▸ To be done
Reproduce the entries below verbatim, from the line containing "Target: algae-covered rock" down to the last line of the entries, with both ends included.

▸ Available records
>> BEGIN
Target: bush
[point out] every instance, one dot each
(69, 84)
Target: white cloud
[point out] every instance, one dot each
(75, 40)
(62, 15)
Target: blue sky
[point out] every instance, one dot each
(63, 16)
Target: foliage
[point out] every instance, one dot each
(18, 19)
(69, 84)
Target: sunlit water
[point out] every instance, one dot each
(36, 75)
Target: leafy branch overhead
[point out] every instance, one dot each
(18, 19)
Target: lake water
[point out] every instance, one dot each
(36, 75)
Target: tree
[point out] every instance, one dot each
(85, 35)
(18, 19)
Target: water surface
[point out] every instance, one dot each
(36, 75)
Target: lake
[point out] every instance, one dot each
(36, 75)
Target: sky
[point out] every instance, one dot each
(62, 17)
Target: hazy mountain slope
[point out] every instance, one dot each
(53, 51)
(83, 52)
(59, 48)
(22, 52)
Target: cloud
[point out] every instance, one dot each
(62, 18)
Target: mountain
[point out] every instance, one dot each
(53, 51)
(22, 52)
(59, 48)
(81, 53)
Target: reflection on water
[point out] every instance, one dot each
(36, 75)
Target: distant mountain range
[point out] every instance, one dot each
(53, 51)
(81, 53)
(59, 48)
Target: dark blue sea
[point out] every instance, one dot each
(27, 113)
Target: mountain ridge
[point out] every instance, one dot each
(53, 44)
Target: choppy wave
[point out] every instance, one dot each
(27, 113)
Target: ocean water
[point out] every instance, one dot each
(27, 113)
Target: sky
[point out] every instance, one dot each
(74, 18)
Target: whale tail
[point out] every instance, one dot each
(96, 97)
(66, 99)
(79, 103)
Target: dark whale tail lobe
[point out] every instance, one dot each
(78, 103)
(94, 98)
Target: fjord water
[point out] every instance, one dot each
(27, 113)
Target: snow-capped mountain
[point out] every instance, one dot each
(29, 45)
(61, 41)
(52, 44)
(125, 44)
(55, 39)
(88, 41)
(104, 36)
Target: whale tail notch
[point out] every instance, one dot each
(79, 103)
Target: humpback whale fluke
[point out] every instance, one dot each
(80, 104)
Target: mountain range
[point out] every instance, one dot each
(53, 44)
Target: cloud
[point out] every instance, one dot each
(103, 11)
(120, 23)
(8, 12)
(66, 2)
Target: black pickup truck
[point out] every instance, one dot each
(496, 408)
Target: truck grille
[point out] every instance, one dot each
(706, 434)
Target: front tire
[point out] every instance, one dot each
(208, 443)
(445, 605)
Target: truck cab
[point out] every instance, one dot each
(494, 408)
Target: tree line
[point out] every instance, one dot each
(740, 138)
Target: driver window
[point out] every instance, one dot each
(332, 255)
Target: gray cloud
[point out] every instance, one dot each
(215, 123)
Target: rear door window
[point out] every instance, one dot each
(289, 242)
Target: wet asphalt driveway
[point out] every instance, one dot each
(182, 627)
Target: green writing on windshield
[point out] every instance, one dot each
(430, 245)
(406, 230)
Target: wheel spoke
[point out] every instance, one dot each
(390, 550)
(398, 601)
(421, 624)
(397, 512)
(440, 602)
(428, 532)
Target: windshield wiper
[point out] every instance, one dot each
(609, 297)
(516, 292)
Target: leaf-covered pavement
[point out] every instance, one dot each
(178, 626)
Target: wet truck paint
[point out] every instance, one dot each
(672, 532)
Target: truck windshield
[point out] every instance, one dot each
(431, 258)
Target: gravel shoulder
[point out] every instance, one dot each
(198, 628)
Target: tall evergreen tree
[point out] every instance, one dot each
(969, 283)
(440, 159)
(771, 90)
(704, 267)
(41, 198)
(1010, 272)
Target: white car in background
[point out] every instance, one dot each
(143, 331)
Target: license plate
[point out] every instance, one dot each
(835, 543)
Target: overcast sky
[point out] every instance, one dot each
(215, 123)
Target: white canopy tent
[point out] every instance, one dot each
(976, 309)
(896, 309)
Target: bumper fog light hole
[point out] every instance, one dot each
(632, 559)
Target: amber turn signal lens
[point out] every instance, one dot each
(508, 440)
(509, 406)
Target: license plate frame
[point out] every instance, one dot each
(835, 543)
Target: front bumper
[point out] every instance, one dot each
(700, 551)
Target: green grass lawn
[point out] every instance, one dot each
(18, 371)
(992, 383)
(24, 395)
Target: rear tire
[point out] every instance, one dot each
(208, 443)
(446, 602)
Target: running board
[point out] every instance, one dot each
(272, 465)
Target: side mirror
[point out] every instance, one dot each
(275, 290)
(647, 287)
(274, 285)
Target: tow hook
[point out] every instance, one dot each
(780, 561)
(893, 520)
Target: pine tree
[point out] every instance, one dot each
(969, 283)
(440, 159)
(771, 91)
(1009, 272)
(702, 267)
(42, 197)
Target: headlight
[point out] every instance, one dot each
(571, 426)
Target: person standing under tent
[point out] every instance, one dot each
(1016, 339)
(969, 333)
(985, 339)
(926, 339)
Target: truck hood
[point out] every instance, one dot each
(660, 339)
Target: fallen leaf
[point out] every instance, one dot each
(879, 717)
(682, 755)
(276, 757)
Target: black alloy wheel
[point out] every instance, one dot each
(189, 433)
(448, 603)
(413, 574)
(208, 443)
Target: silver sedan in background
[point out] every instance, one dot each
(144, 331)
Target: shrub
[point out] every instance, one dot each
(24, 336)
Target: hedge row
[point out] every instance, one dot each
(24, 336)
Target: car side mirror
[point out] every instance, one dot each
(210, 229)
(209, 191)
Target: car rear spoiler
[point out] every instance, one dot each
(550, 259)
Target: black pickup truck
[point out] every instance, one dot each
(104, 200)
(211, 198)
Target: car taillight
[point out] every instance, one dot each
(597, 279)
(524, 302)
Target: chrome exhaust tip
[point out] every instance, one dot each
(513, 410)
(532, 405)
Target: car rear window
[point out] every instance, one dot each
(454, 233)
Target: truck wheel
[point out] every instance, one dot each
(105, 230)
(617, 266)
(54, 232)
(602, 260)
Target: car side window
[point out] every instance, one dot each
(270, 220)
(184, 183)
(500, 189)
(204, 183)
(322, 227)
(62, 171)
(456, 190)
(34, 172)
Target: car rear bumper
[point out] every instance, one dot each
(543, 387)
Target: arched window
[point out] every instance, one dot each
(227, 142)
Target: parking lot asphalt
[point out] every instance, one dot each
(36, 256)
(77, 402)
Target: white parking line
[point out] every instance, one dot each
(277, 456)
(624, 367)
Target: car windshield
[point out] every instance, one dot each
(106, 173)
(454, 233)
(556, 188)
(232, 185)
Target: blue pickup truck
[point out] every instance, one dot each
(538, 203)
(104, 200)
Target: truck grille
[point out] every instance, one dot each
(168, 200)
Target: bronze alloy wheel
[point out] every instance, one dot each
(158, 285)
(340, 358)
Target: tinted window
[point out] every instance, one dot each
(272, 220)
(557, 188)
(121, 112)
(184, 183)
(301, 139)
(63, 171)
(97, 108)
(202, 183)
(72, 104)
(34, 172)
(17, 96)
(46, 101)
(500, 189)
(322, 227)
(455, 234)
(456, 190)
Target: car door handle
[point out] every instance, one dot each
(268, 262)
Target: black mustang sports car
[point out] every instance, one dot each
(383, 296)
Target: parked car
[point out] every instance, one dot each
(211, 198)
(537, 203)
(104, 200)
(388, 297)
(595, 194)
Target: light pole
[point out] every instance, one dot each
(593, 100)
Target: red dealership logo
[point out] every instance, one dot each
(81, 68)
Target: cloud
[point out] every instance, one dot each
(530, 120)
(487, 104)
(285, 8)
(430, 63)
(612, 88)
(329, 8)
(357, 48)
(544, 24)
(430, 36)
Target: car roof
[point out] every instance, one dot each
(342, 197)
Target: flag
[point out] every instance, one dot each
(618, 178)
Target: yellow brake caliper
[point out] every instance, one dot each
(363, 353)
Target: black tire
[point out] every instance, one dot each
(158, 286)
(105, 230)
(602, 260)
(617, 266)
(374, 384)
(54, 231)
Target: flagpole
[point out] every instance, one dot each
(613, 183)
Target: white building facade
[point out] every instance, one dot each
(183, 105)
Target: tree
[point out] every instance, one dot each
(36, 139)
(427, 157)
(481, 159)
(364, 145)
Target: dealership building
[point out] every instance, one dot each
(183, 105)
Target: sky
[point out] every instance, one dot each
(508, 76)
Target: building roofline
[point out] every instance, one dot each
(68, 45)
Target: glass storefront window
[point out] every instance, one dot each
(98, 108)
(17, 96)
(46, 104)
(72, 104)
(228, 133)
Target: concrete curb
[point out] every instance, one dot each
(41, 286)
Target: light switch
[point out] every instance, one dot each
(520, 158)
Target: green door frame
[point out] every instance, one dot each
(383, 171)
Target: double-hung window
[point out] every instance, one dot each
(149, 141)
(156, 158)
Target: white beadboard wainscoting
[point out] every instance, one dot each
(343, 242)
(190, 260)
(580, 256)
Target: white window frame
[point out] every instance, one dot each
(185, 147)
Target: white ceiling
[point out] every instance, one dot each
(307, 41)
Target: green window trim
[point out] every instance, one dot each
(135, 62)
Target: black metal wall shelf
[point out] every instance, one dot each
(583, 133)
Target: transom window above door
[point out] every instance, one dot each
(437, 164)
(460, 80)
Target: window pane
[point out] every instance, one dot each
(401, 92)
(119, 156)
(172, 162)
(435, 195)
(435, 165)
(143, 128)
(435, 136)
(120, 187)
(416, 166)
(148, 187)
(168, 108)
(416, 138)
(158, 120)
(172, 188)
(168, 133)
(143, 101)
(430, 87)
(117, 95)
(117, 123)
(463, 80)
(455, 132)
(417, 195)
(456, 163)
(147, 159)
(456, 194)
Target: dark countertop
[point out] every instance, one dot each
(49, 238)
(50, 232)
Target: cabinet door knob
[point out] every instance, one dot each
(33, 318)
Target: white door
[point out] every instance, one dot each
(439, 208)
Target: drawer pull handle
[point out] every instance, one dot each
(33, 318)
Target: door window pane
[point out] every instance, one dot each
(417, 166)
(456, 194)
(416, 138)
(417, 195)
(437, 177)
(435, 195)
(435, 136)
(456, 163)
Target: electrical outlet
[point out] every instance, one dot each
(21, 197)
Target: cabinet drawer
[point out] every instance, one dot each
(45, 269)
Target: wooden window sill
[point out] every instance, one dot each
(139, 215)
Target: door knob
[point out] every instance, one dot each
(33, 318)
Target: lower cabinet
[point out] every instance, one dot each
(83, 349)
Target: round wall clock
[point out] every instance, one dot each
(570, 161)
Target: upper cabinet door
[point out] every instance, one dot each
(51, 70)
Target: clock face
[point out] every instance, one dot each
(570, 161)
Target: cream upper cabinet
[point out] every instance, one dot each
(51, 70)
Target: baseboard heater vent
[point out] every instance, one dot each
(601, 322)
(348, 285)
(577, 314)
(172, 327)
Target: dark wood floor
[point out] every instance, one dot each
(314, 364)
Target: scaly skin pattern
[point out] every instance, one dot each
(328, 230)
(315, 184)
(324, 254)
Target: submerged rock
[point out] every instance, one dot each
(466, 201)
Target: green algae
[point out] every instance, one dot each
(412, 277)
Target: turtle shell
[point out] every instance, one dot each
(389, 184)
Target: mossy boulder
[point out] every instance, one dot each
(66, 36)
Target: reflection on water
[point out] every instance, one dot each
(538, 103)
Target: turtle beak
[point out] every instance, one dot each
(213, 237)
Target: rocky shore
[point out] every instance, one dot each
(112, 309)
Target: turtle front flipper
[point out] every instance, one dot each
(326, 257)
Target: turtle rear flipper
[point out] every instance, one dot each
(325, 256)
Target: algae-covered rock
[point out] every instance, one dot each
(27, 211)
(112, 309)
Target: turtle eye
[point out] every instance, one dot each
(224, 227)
>> END
▸ Finished answer
Target: algae-covered rock
[point out] every instance, one dot each
(27, 211)
(112, 309)
Target: turtle eye
[point out] every instance, one dot each
(224, 227)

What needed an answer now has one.